EXERCISE INSTRUCTIONS → Rewrite the records below, changing every "Target" to "Label" and leaving everything else the same.

RECORDS FOR THE TASK →

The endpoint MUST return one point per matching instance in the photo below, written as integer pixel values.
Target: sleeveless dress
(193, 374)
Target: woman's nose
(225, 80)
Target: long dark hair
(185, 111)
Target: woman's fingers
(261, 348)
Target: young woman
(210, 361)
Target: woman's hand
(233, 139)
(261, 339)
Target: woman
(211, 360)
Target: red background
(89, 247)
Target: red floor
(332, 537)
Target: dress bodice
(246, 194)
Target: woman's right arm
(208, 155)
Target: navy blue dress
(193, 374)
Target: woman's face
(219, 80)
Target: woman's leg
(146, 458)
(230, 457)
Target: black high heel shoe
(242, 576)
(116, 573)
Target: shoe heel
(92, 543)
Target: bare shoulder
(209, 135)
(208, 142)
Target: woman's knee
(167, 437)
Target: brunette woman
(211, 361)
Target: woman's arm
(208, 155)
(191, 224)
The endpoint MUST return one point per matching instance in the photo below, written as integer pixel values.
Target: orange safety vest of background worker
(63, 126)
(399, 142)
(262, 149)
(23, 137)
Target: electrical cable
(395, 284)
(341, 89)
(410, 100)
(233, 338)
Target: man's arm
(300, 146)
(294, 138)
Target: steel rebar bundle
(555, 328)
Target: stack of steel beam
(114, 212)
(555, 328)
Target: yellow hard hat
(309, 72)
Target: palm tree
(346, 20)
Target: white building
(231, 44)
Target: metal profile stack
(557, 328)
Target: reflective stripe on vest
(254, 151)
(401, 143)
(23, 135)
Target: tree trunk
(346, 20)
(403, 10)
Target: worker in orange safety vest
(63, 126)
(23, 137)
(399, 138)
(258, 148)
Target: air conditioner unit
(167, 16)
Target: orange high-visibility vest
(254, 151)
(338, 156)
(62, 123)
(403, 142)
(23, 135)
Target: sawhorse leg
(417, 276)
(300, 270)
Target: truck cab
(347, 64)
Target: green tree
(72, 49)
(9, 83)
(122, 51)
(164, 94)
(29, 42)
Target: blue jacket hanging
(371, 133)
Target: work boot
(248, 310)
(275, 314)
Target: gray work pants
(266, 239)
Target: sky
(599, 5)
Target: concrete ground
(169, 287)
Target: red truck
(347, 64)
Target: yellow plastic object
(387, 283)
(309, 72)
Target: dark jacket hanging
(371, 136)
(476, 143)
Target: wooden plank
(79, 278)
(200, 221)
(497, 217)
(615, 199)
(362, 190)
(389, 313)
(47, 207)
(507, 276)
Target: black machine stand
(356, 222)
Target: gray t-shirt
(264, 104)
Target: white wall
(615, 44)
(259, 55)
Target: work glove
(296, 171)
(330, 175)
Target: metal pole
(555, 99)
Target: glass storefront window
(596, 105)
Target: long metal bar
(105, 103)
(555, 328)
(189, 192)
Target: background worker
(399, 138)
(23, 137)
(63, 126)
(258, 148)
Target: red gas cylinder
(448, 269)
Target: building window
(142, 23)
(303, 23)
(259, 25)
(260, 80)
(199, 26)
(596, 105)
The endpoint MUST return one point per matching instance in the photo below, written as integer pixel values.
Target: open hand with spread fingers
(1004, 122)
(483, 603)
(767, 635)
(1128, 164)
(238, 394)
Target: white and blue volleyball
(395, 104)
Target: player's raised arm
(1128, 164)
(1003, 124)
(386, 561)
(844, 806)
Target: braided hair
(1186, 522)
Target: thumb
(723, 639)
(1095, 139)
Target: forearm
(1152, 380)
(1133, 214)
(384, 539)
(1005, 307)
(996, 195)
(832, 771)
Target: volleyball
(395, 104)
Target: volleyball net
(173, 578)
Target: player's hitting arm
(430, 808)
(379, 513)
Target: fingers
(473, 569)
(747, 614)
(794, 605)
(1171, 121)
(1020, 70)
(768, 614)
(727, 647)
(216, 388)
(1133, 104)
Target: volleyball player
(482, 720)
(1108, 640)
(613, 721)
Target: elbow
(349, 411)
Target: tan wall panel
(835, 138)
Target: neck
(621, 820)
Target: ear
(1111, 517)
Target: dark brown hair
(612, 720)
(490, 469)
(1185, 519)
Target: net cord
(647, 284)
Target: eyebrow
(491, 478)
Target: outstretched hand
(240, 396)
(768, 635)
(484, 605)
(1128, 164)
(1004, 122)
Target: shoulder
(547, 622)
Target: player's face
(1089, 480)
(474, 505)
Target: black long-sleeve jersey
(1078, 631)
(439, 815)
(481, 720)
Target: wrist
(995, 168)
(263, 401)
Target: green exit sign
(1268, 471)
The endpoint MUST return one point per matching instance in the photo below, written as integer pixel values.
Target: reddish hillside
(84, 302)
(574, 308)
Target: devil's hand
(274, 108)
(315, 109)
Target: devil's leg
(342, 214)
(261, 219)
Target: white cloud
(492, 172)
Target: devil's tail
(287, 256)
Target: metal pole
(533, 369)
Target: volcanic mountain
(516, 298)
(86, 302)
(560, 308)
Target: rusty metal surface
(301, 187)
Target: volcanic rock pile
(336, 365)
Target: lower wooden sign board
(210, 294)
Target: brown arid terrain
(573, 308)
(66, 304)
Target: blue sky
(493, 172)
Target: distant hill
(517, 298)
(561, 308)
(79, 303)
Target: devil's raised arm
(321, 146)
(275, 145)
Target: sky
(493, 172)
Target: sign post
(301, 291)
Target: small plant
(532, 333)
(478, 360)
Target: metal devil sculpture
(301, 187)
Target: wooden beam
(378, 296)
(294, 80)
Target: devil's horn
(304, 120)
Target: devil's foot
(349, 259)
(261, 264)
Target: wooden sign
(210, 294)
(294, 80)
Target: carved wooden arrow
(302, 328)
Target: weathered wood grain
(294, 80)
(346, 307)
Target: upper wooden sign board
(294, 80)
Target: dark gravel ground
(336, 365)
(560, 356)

EXERCISE RESULT →
The endpoint MUST return one point per matching instance in the photo below, written as integer pixel values.
Label: sleeveless dress
(193, 374)
Label: woman's nose
(225, 80)
Label: long dark hair
(185, 111)
Label: woman's fingers
(261, 348)
Label: young woman
(210, 361)
Label: woman's hand
(233, 139)
(261, 339)
Label: woman
(211, 360)
Label: red background
(89, 247)
Label: red floor
(332, 537)
Label: dress bodice
(246, 194)
Label: woman's right arm
(208, 155)
Label: navy blue dress
(193, 374)
Label: woman's face
(219, 80)
Label: woman's leg
(146, 458)
(230, 457)
Label: black high heel shoe
(242, 576)
(116, 573)
Label: shoe heel
(92, 543)
Label: bare shoulder
(209, 135)
(208, 142)
Label: woman's knee
(167, 437)
Label: brunette woman
(211, 361)
Label: woman's arm
(208, 155)
(191, 224)
The endpoint MUST return one point per matching instance in the photo below, written as integer pixel values.
Label: orange safety vest of background worker
(63, 126)
(399, 142)
(262, 149)
(23, 137)
Label: electrical cable
(395, 284)
(341, 89)
(410, 100)
(233, 338)
Label: man's arm
(300, 146)
(294, 138)
Label: steel rebar bundle
(555, 328)
Label: stack of steel beam
(114, 212)
(555, 328)
Label: yellow hard hat
(309, 72)
Label: palm tree
(346, 20)
Label: white building
(231, 44)
Label: metal profile stack
(557, 328)
Label: reflective stripe on vest
(254, 151)
(401, 143)
(23, 135)
Label: tree trunk
(346, 20)
(403, 10)
Label: worker in orange safety vest
(63, 126)
(23, 137)
(399, 138)
(258, 148)
Label: air conditioner unit
(167, 16)
Label: orange high-visibility vest
(254, 151)
(338, 156)
(62, 123)
(403, 142)
(23, 135)
Label: sawhorse leg
(417, 276)
(300, 270)
Label: truck cab
(347, 64)
Label: green tree
(72, 49)
(9, 83)
(122, 51)
(164, 94)
(29, 42)
Label: blue jacket hanging
(371, 133)
Label: work boot
(248, 310)
(275, 314)
Label: gray work pants
(266, 239)
Label: sky
(599, 5)
Label: concrete ground
(169, 287)
Label: red truck
(347, 64)
Label: yellow plastic object
(387, 283)
(309, 72)
Label: dark jacket hanging
(371, 136)
(476, 143)
Label: wooden plank
(79, 278)
(200, 221)
(497, 217)
(615, 199)
(362, 190)
(389, 313)
(47, 207)
(507, 276)
Label: black machine stand
(356, 222)
Label: gray t-shirt
(264, 104)
Label: white wall
(615, 44)
(259, 55)
Label: work glove
(296, 171)
(330, 175)
Label: metal pole
(555, 99)
Label: glass storefront window
(596, 105)
Label: long metal bar
(105, 103)
(555, 328)
(189, 192)
Label: background worker
(399, 138)
(23, 137)
(63, 126)
(258, 148)
Label: red gas cylinder
(448, 269)
Label: building window
(142, 23)
(303, 23)
(259, 25)
(260, 80)
(199, 26)
(596, 105)
The endpoint MUST return one point per matching instance in the photo below, written as integer pixel values.
Label: open hand with spread fingers
(1004, 122)
(483, 603)
(767, 635)
(1128, 164)
(238, 394)
Label: white and blue volleyball
(395, 104)
Label: player's raised arm
(1128, 164)
(1003, 124)
(386, 561)
(844, 806)
Label: braided hair
(1186, 522)
Label: thumb
(723, 639)
(1095, 139)
Label: forearm
(1152, 380)
(1133, 214)
(384, 539)
(1005, 307)
(996, 195)
(832, 771)
Label: volleyball
(395, 104)
Label: volleyball net
(173, 578)
Label: player's hitting arm
(430, 808)
(379, 513)
Label: fingers
(473, 569)
(747, 614)
(794, 605)
(1171, 121)
(1020, 70)
(768, 614)
(727, 647)
(216, 388)
(1133, 104)
Label: volleyball player
(482, 720)
(1108, 640)
(613, 721)
Label: elbow
(349, 411)
Label: tan wall panel
(835, 138)
Label: neck
(621, 820)
Label: ear
(1111, 517)
Label: dark brown hair
(612, 720)
(490, 469)
(1185, 519)
Label: net cord
(647, 284)
Label: eyebrow
(491, 478)
Label: outstretched hand
(240, 396)
(768, 635)
(484, 605)
(1128, 164)
(1004, 122)
Label: shoulder
(547, 622)
Label: player's face
(1089, 480)
(474, 505)
Label: black long-sleeve jersey
(1078, 631)
(439, 815)
(481, 720)
Label: wrist
(995, 168)
(263, 401)
Label: green exit sign
(1268, 471)
The endpoint MUST return one point per matching instance in the photo below, written as integer pixel values.
Label: reddish hillside
(84, 302)
(574, 308)
Label: devil's hand
(274, 108)
(315, 109)
Label: devil's leg
(342, 214)
(261, 219)
Label: white cloud
(492, 172)
Label: devil's tail
(287, 256)
Label: metal pole
(533, 369)
Label: volcanic mountain
(516, 298)
(86, 302)
(560, 308)
Label: rusty metal surface
(301, 187)
Label: volcanic rock pile
(336, 365)
Label: lower wooden sign board
(210, 294)
Label: brown arid terrain
(573, 308)
(66, 304)
Label: blue sky
(493, 172)
Label: distant hill
(517, 298)
(561, 308)
(79, 303)
Label: devil's raised arm
(321, 146)
(275, 145)
Label: sky
(493, 172)
Label: sign post
(301, 291)
Label: small plant
(532, 333)
(478, 360)
Label: metal devil sculpture
(301, 187)
Label: wooden beam
(378, 296)
(294, 80)
Label: devil's horn
(304, 120)
Label: devil's foot
(349, 259)
(261, 264)
Label: wooden sign
(210, 294)
(294, 80)
Label: carved wooden arrow
(302, 328)
Label: weathered wood grain
(294, 80)
(346, 307)
Label: upper wooden sign board
(294, 80)
Label: dark gravel ground
(336, 365)
(560, 356)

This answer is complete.